• [What is required]:
Output the full listing below exactly, without the pictures.

——————————

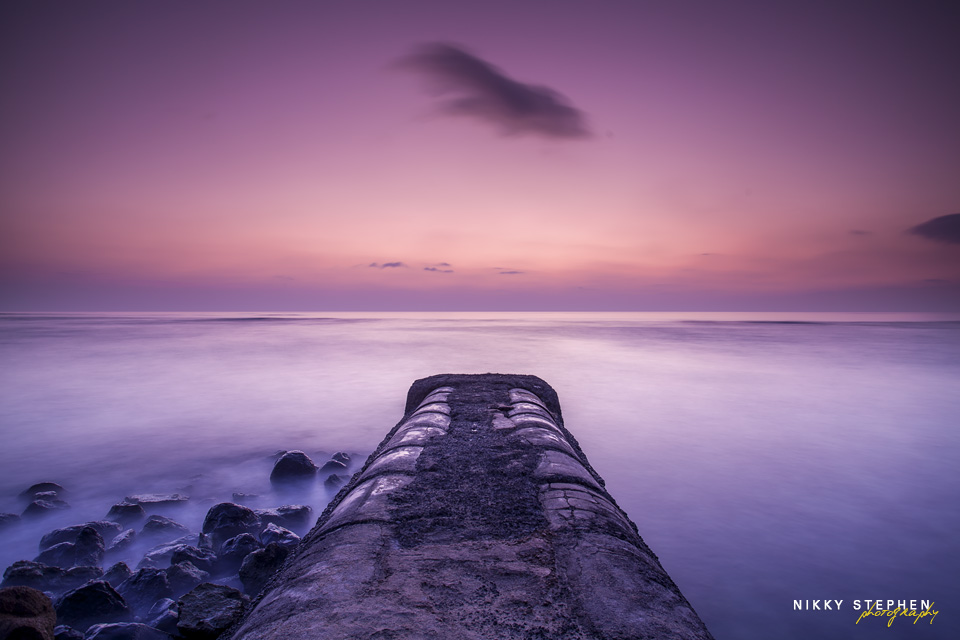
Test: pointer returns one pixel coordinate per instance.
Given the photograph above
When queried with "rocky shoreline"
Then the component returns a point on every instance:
(140, 574)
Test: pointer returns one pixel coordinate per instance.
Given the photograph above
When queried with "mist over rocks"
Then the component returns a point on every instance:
(90, 604)
(293, 467)
(8, 520)
(209, 610)
(126, 513)
(26, 613)
(227, 519)
(125, 631)
(44, 506)
(176, 544)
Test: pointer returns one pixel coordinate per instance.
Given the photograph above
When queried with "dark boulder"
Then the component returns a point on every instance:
(259, 566)
(121, 541)
(89, 547)
(226, 520)
(164, 616)
(202, 559)
(86, 550)
(93, 603)
(29, 494)
(8, 520)
(125, 631)
(154, 500)
(333, 466)
(34, 575)
(40, 507)
(26, 613)
(295, 517)
(59, 555)
(126, 513)
(234, 550)
(76, 576)
(160, 556)
(117, 573)
(144, 588)
(209, 609)
(283, 537)
(159, 527)
(334, 482)
(183, 577)
(293, 466)
(105, 528)
(63, 632)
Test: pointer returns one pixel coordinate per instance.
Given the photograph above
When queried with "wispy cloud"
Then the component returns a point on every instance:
(943, 229)
(482, 91)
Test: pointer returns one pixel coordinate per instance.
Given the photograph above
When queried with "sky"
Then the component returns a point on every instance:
(495, 155)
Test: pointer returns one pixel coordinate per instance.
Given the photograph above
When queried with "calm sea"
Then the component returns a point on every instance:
(765, 458)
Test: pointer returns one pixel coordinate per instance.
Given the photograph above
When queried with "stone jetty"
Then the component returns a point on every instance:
(477, 517)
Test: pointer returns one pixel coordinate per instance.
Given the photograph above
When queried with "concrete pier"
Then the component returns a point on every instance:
(478, 518)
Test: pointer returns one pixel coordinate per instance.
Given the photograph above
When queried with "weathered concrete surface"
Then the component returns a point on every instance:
(478, 517)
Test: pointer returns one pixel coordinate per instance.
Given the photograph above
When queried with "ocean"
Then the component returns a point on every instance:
(767, 459)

——————————

• [Task output]:
Test: pointer returns one pixel coordinate per instance.
Given the photograph above
When queried with "rocky shoreline"
Then the component returns a point on every instance:
(140, 574)
Test: pointer returns one pixel coordinate per instance.
Given the photograph above
When queried with "mist over rocks"
Then the component returns a point on every instance:
(90, 604)
(293, 467)
(8, 520)
(209, 610)
(126, 513)
(26, 613)
(227, 519)
(125, 631)
(44, 506)
(176, 544)
Test: pointer returns one pixel coordinate per instance.
Given the photograph above
When queried with "dark boulder"
Then the component returns a point on every instance:
(259, 566)
(121, 541)
(89, 547)
(226, 520)
(164, 616)
(202, 559)
(86, 550)
(93, 603)
(29, 494)
(8, 520)
(125, 631)
(154, 500)
(333, 466)
(34, 575)
(40, 507)
(26, 613)
(295, 517)
(59, 555)
(126, 513)
(234, 550)
(76, 576)
(160, 556)
(117, 573)
(144, 588)
(209, 609)
(283, 537)
(159, 527)
(334, 482)
(183, 577)
(293, 466)
(105, 528)
(63, 632)
Test: pointer returns one pixel coordinate per instance.
Given the photograph above
When queried with "wispy cloud"
Then the component returns a point on every instance:
(943, 229)
(482, 91)
Test: pointer returns one pixel coordinate per instance.
Given the photograph above
When queried with "sky"
Then the component returns a point on every instance:
(495, 155)
Test: pointer returns one pixel coordinate per instance.
Given the photograph above
When queried with "calm sea"
Then the component returns a point on every instance:
(765, 458)
Test: pointer returns one pixel coordinate per instance.
Given the photograph above
When queried with "stone jetty"
Then the component returns a point on every instance:
(477, 517)
Test: pointer returns one pixel coordinate per instance.
Given the photograph above
When queried with "concrete pier"
Then the component returns a point on every instance:
(478, 518)
Test: pointer returns one pixel coordinate per instance.
Given the photograph above
When queried with "weathered concrete surface"
Then the component returns a point on every instance:
(478, 517)
Test: pointer returns one pixel coordinate per instance.
Given the photograph above
When queried with "ocean"
Then the component returns a point on every instance:
(767, 459)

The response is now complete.